*WHAT THE EXERCISE ASKS:*
Copy the data below word for word, omitting the pictures.

*RECORD SET:*

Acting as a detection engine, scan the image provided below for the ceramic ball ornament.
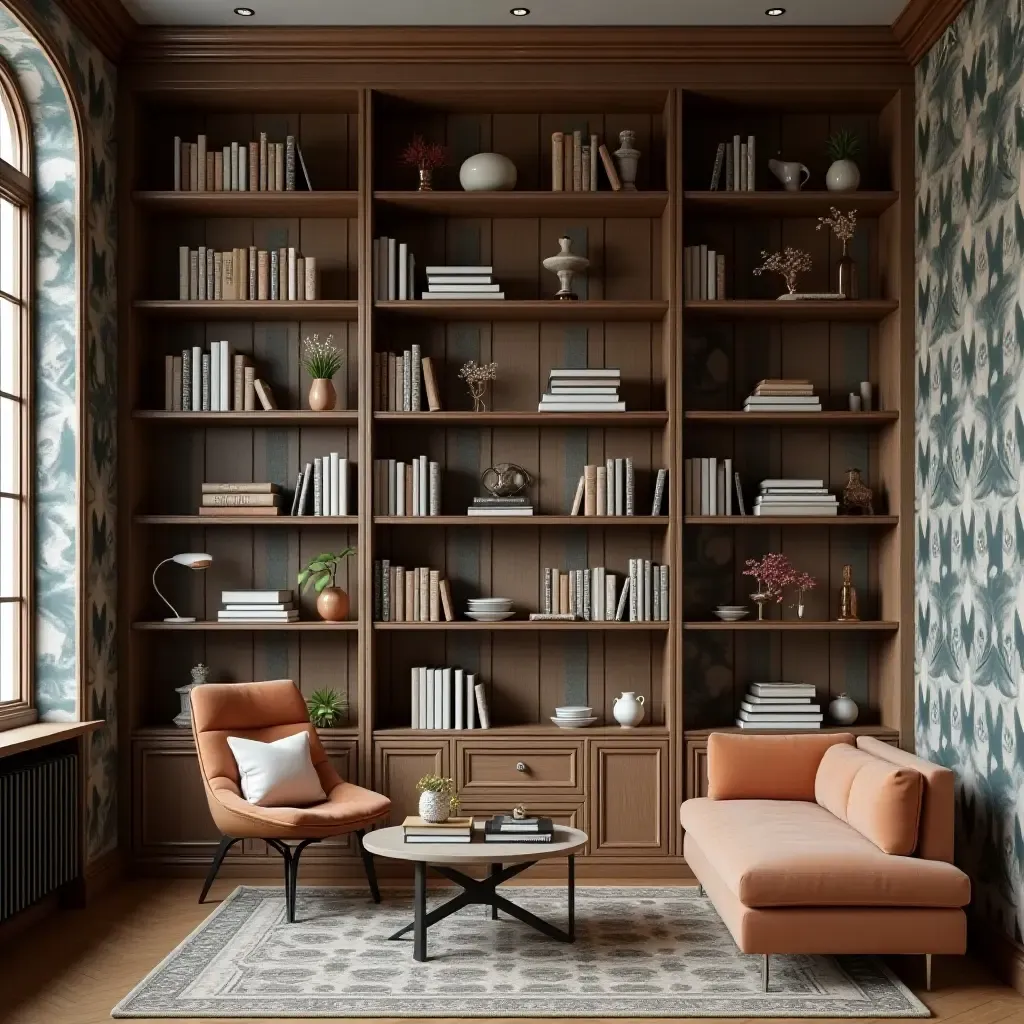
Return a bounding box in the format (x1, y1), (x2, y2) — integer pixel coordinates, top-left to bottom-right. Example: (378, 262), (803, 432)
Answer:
(459, 153), (516, 191)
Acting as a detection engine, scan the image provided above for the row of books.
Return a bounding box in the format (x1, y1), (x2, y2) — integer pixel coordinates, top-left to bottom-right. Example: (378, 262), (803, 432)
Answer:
(736, 683), (824, 729)
(373, 345), (441, 413)
(374, 558), (455, 623)
(411, 666), (490, 729)
(683, 246), (725, 300)
(174, 131), (310, 191)
(374, 455), (441, 516)
(711, 135), (757, 191)
(537, 367), (626, 413)
(164, 341), (276, 413)
(178, 246), (316, 302)
(551, 131), (623, 191)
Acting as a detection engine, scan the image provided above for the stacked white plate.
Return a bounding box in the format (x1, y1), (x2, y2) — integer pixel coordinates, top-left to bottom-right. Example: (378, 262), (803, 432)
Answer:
(551, 705), (597, 729)
(466, 597), (515, 623)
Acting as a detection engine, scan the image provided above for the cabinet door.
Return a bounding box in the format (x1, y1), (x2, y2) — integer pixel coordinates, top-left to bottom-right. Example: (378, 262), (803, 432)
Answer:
(374, 739), (451, 825)
(590, 740), (669, 857)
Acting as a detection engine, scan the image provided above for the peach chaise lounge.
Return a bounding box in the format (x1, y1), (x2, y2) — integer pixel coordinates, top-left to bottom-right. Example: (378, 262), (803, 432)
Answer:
(679, 733), (971, 990)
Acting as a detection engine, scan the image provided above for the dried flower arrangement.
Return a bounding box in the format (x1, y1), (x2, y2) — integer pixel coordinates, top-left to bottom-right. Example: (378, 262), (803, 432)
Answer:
(459, 359), (498, 413)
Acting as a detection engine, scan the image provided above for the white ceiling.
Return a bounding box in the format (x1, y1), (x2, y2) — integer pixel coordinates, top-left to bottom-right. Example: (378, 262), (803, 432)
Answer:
(124, 0), (906, 26)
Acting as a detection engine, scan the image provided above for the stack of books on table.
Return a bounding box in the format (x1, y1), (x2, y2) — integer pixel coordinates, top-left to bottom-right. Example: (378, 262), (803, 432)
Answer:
(743, 379), (821, 413)
(420, 266), (505, 301)
(754, 479), (839, 515)
(401, 814), (473, 843)
(537, 369), (626, 413)
(217, 590), (299, 623)
(736, 683), (822, 729)
(483, 814), (555, 843)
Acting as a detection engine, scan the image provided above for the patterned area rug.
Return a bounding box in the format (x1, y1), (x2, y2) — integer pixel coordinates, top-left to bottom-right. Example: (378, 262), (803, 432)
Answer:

*ANSWER TO THE PROBLEM:*
Acting as a detection engine, scan the image provided below for the ceramic ball ornament.
Return a bounding box in the format (x1, y1), (x2, y2) — integer pixel coordinates, top-left to bottom-right. Example: (378, 262), (803, 432)
Answer:
(459, 153), (516, 191)
Acting as a detection engine, scan the image provided above for the row of books.
Return a bounding box in the format (x1, y1), (x2, y2) — integer pixel coordinates, top-left to bottom-right. Example: (378, 262), (803, 432)
Answer:
(736, 683), (824, 729)
(373, 345), (441, 413)
(374, 558), (455, 623)
(411, 666), (490, 729)
(683, 246), (725, 300)
(174, 131), (310, 191)
(374, 455), (441, 516)
(711, 135), (757, 191)
(537, 367), (626, 413)
(164, 341), (276, 413)
(178, 246), (316, 302)
(551, 131), (623, 191)
Acting as a detection engine, scan the image provided above for the stacked white plate.
Return a bounding box in the format (x1, y1), (x2, y2) — integer pixel coordinates, top-left to bottom-right. Example: (378, 262), (803, 432)
Answer:
(551, 705), (597, 729)
(466, 597), (515, 623)
Acting as a detection engine, scan the image provided above for the cabinet door.
Return a bounding box in the format (x1, y1), (x2, y2) — integer pixel coordinates, top-left to bottom-right. Example: (378, 262), (803, 432)
Answer:
(374, 739), (451, 825)
(590, 740), (669, 857)
Acting as a detection engine, scan the image provided above for the peach chaise lounge.
Return a bounding box in the format (x1, y1), (x2, y2) — integer pixel coordinates, top-left to bottom-right. Example: (378, 262), (803, 432)
Answer:
(679, 733), (971, 990)
Acting as a detection engine, scan the image provided above for the dried flower arrangement.
Return a bounding box in the format (x1, y1), (x2, y2) — integer pixel coordinates, top-left to bottom-right. Example: (378, 262), (803, 432)
Answer:
(459, 359), (498, 413)
Acting as a detection engine, scan the image provided above for the white ceiling.
Return a bounding box in the format (x1, y1), (x2, y2) — integer pixel coordinates, top-left to bottom-right. Example: (378, 262), (803, 432)
Answer:
(124, 0), (906, 26)
Acting as a detection engine, scan the image provided above for the stack of books on table.
Return a bounding box in the format (x1, y1), (x2, y2) — integer pixel coordinates, top-left to bottom-right. Example: (378, 262), (803, 432)
Answer:
(743, 379), (821, 413)
(420, 266), (505, 301)
(754, 479), (839, 515)
(401, 814), (473, 843)
(537, 369), (626, 413)
(217, 590), (299, 623)
(736, 683), (822, 729)
(483, 814), (555, 843)
Acting as a detection engine, scan the image provided above for the patterned area rug.
Return a bounding box in the format (x1, y1), (x2, y2) — integer pixel coordinates, top-left to bottom-right. Example: (378, 262), (803, 432)
Answer:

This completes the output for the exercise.